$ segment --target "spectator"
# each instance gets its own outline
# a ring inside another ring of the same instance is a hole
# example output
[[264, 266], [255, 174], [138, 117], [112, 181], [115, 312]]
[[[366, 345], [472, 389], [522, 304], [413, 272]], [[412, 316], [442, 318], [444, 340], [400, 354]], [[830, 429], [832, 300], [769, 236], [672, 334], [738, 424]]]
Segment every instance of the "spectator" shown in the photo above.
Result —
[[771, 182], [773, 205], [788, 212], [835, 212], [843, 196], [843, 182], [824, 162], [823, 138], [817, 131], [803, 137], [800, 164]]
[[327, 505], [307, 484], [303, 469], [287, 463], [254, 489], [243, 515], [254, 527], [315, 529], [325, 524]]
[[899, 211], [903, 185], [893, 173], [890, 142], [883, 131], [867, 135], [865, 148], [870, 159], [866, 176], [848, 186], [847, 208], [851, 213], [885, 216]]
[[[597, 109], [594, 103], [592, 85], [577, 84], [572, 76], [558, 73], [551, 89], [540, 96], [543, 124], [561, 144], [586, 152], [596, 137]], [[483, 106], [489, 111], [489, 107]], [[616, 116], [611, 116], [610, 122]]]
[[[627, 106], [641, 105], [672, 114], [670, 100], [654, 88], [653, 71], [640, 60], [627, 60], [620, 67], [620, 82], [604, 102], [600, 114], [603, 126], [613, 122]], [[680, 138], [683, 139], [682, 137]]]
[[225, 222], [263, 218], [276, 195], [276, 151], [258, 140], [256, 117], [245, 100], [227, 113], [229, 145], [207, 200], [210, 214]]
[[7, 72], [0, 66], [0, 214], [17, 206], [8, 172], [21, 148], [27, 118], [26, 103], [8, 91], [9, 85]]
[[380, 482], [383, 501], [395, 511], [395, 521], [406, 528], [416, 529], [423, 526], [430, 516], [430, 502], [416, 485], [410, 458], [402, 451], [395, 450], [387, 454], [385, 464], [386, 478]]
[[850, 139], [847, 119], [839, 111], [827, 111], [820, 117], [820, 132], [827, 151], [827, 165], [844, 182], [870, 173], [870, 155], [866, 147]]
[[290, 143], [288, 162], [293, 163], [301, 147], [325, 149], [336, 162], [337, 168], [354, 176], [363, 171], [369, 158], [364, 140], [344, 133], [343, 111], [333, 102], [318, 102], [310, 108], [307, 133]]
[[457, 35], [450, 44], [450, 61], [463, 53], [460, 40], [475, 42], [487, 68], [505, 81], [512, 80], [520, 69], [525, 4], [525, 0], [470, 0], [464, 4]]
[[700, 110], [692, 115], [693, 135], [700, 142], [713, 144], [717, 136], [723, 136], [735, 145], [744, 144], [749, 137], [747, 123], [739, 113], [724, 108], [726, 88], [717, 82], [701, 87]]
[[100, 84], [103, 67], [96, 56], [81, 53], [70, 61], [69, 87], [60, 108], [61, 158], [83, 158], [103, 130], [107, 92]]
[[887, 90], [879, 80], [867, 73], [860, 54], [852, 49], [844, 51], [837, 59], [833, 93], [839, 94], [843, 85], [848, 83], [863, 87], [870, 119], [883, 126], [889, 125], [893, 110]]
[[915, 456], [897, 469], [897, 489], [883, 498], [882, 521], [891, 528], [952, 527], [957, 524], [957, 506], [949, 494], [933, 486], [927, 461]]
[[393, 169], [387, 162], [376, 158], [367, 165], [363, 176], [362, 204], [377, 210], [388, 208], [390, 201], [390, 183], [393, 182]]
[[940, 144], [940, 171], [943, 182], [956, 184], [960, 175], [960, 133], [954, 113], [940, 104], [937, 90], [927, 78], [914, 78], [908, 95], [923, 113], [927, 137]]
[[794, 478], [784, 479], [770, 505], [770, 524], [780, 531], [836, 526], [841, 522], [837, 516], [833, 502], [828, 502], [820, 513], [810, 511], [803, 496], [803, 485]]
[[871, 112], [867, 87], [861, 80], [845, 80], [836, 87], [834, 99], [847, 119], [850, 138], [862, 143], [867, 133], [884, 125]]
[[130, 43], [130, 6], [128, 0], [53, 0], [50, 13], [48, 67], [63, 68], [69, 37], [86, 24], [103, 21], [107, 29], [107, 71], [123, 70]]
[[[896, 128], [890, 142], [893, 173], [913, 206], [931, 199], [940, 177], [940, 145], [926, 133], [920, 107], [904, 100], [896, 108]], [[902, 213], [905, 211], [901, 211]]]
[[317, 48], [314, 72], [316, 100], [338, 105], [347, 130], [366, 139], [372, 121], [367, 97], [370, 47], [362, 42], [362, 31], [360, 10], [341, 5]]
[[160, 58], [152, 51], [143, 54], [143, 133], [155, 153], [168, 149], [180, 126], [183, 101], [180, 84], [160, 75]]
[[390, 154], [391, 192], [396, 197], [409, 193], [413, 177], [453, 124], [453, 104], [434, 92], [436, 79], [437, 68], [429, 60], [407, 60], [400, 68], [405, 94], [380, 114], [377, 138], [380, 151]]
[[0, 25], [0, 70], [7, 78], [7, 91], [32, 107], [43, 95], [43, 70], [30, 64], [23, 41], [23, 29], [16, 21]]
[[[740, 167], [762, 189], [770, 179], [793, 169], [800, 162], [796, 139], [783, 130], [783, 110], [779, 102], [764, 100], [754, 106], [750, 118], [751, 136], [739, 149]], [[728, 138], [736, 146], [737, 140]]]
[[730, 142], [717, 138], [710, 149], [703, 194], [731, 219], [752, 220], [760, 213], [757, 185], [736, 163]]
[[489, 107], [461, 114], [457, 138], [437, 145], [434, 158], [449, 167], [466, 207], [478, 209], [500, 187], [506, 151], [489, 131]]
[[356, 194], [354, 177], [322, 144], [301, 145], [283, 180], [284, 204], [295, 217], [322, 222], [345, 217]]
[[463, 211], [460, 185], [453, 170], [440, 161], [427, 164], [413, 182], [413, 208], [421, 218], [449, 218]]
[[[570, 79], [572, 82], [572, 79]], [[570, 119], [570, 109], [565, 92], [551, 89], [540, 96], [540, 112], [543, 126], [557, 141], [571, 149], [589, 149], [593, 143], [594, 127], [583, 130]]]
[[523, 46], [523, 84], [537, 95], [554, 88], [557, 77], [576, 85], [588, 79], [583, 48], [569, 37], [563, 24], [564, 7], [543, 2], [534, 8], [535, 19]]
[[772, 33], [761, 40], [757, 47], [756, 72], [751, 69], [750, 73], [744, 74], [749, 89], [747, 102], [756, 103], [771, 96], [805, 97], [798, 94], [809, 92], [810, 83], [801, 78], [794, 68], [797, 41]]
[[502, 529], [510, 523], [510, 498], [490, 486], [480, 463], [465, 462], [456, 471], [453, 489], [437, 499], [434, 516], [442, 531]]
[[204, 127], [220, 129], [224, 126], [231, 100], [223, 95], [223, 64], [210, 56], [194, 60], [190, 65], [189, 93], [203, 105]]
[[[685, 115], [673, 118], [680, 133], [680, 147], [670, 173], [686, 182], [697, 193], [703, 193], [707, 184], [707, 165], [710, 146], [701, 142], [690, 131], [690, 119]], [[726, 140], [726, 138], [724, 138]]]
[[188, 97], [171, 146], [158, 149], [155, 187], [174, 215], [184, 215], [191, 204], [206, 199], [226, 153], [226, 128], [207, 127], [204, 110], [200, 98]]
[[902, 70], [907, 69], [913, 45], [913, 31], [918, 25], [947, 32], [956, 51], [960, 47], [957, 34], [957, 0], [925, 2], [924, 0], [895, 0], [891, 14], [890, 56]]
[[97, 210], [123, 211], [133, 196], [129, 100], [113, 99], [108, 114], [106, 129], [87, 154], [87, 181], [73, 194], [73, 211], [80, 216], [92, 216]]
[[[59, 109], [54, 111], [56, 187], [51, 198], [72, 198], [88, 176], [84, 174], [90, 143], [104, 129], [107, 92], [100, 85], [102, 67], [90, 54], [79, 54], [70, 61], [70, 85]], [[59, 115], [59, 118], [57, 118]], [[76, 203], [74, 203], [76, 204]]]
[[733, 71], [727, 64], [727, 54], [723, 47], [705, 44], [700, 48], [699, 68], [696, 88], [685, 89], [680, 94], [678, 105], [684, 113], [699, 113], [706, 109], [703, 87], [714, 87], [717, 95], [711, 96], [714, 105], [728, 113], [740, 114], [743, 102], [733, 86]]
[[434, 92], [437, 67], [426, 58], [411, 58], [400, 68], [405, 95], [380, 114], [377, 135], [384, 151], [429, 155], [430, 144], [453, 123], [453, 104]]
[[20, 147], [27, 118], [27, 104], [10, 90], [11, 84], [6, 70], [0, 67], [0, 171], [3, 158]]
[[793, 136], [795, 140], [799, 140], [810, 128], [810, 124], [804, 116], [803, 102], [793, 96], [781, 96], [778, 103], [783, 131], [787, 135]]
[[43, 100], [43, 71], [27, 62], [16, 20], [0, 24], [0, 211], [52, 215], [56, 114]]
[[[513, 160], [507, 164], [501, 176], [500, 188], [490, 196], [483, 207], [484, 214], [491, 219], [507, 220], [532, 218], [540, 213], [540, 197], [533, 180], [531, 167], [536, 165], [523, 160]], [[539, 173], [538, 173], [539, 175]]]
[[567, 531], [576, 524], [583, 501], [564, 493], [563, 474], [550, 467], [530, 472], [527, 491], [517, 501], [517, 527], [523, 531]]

========

▶ _WORK TASK_
How many lines of the material contain the string "spectator"? Answer with that number alone.

▶ _RESPONSE AREA_
2